- SUPPLIED TEXT:

BilkentCompGen / hercules

Profile HMM-based hybrid error correction algorithm for long reads
BSD 3-Clause "New" or "Revised" License
20 stars 4 forks source link

the size of CH17-157L1 data set #15

Closed Hulanyue closed 4 years ago

Hulanyue commented 4 years ago

Hi,I am sorry to bother you again!

the size of CH17-157L1 data set is 231 kb in paper ,the id is SRR1171743,but the data set I download in NCBI is about 1.1G and the bases are 261.6Mbp.

I want to know whether 231kb is the size of sample when experience.

if yes,does it mean that I can sample the data from data set at will,as long as the data size(231kb) is satisfied?

Thank you!

Hulanyue commented 4 years ago

there is a question about getting illumina paired-end reads

when I click http://eichlerlab.gs.washington.edu/pacbio-complex-regions and get Illumina reads about CH17-157L1,it show me You don't have permission to access /pacbio-complex-regions/illumina_reads/CH17-157L1/ on this server.

Can you help me ?

- SUPPLIED INFORMATION:
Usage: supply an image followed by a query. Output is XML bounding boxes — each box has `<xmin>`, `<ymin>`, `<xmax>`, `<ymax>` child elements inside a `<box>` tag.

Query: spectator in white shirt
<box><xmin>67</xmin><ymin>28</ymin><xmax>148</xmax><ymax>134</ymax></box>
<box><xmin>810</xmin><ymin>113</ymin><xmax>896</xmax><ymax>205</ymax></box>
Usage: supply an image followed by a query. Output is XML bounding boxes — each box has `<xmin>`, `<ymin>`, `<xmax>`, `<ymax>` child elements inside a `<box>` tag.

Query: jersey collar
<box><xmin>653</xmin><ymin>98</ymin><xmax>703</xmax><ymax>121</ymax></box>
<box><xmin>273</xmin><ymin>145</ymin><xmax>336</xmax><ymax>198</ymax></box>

- YOUR ASSIGNMENT:
Can you reproduce the stretch of the issue thread from "the size of CH17-157L1 data set #15" through "size(231kb) is satisfied?" word for word?

- REPLY:
the size of CH17-157L1 data set #15

Closed Hulanyue closed 4 years ago

Hulanyue commented 4 years ago

Hi,I am sorry to bother you again!

the size of CH17-157L1 data set is 231 kb in paper ,the id is SRR1171743,but the data set I download in NCBI is about 1.1G and the bases are 261.6Mbp.

I want to know whether 231kb is the size of sample when experience.

if yes,does it mean that I can sample the data from data set at will,as long as the data size(231kb) is satisfied?